§ **Exercise objective**
In the news report on the Maldives rallies below, rewrite the paragraph beginning "Several speakers called on the government" as a short bulleted list that keeps its main facts.

Yamin accused the government of trying to abolish Arabic and Islamic studies from the country.
”The current government does not care about Arabic and Islamic Studies and has in fact disrespected Arabic and Islamic studies,” he said, reiterating that this nation will forever be an Islamic nation.
Several speakers called on the government to condemn United Nations Human Rights Chief Navi Pillay for her suggestion that flogging be abolished as a punishment for extra-marital sex. Pillay’s comments fueled gathering tensions over the SAARC monuments erected in Addu and the agreement with El Al Airlines, which culminated in today’s protest.
At 6 pm protestors flocked to the sea and were given water bottles for ablutions before a group prayer on site.
MDP for Moderate Islam
Meanwhile at the MDP rally held at Artificial Beach, President Mohamed Nasheed said the government will continue to practice a tolerant form of Islam, reminding listeners that Islam in the Maldives has traditionally been tolerant.
“We can’t achieve development by going backwards to the Stone Age or being ignorant,” he said.
The President also called on leaders of political parties to explain their stance on religious issues to the public ahead of the 2013 presidential election.
“Should we ban music? Should we circumcise girls? Should we allow 9 year-olds to be married; is art and drawing forbidden? Should we be allowed to have concubines? We have to ask is this nation building? Because we won’t allow these things, we are being accused of moving away from religion,” he said.
Nasheed also urged MPs to discuss the inclusion of Sharia punishments in a revised penal code “without calling each other unbelievers.”
“At this moment we may not realise how important this gathering is, but years down the line we will look back and realise this was a crucial moment,” he said.
“I asked you to come here in support of the middle, tolerant path. And I believe that most citizens want to continue our traditional form of Islam,” the President said.
“This is because their rallying call was based on a lie – that Islam is under threat in the Maldives,” he said. “It also proves most Maldivians want toleration and not the introduction of extreme punishments such as stoning, amputation and genital mutilation of girls.”
“The government today is breaching the Islamic values everyday. It is already too late to protest. But we need to stop President Nasheed from speaking against Islam. That’s why I am here,” said one 35 year old woman protesting at the Tsunami Memorial.
“I am not at the MDP rally because they are calling for moderate Islam. We don’t want that. We want 100 percent, full Islam in Maldives,” said another participant.
“Islam calls for flogging, stoning and hand amputation. But President Nasheed speaks against these Islamic penalties openly. That means he’s not following Islam. He wants music, he wants adultery and alcoholism to takeover us,” a woman alleged.
The women argued that these bodies are not the ones allowing Israeli flights to land in Maldives, or which approved the monuments in Addu, which they claim are religious idols.
“It is the government that is responsible for these things. Besides we are not allowed to protest outside the parliament and courts. So we are raising our concerns here.”
One observer of the MDP rally clarified that, “This protest is not related to Islam in any way, they are just doing it because they like to protest.”
Other onlookers were more circumspect.
A man who attended the MDP rally said he was happy that there was no violence. “This is how the protests should be. People have now expressed what they want. Let the public decide.”
“I am here to defend Islam. Not to take any sides. The government is doing things that are conflicting with the Islamic values we have been following,” claimed a man wearing a t-shirt reading “one religion”.
According to him, allowing Israeli flights to land in Maldives, closing down Arabiya (Islamic) School and keeping monuments in Addu is all part of the government’s conspiracy to eradicate Islam from the Maldives.
“I am just here to watch what is happening because it is my country,” a man said.
Ahmed Naish, Ahmed Nazeer, Hawwa Lubna and Eleanor Johnstone contributed to this article.

§ **Excerpted records**
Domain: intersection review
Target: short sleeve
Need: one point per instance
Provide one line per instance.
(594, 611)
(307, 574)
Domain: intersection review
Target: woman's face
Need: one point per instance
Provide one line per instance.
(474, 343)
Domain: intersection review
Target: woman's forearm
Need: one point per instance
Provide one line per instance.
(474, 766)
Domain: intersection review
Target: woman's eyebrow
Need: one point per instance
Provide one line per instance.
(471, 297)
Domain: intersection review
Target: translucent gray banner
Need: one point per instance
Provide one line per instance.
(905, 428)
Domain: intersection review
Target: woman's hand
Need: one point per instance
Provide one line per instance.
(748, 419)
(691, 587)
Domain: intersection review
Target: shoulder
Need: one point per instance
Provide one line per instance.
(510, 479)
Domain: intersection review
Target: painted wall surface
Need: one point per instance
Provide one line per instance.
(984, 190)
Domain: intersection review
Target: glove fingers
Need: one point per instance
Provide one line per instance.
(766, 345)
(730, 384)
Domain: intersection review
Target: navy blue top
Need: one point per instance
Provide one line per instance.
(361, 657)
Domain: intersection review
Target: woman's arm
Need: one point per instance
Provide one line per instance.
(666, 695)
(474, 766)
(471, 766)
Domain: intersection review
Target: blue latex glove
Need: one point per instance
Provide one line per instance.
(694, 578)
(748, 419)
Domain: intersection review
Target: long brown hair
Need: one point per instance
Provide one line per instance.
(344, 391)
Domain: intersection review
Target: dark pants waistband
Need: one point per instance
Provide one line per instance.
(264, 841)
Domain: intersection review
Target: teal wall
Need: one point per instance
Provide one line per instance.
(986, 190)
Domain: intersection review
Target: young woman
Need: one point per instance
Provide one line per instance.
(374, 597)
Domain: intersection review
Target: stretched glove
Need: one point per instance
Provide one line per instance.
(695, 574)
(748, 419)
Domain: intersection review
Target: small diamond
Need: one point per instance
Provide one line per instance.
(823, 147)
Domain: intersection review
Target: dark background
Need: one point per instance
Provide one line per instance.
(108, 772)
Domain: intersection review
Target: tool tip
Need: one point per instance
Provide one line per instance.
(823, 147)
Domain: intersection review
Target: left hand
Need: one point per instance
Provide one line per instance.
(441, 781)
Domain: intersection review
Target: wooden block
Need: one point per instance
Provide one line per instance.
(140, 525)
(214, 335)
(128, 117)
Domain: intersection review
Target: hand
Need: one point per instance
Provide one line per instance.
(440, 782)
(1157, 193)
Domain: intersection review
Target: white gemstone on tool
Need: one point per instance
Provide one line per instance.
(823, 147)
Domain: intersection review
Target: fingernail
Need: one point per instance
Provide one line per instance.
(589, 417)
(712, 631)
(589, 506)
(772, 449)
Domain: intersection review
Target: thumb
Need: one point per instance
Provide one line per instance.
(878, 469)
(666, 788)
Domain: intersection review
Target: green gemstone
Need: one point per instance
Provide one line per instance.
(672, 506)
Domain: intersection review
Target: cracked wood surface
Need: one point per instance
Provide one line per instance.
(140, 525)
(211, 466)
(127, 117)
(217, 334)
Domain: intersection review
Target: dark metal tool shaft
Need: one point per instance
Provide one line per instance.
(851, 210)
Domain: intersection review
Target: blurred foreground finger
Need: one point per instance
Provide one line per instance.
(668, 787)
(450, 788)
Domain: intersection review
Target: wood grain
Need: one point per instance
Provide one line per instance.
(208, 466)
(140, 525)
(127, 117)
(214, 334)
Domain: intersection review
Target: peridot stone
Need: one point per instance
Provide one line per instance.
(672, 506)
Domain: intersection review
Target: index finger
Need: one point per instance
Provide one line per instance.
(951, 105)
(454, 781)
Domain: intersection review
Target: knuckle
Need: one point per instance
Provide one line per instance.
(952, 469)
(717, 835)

§ **Exercise result**
- Several speakers urged the government to condemn UN Human Rights Chief Navi Pillay for suggesting that flogging be abolished as a punishment for extra-marital sex.
- Her comments fueled growing tensions over the SAARC monuments erected in Addu and the agreement with El Al Airlines.
- These tensions culminated in the day's protest.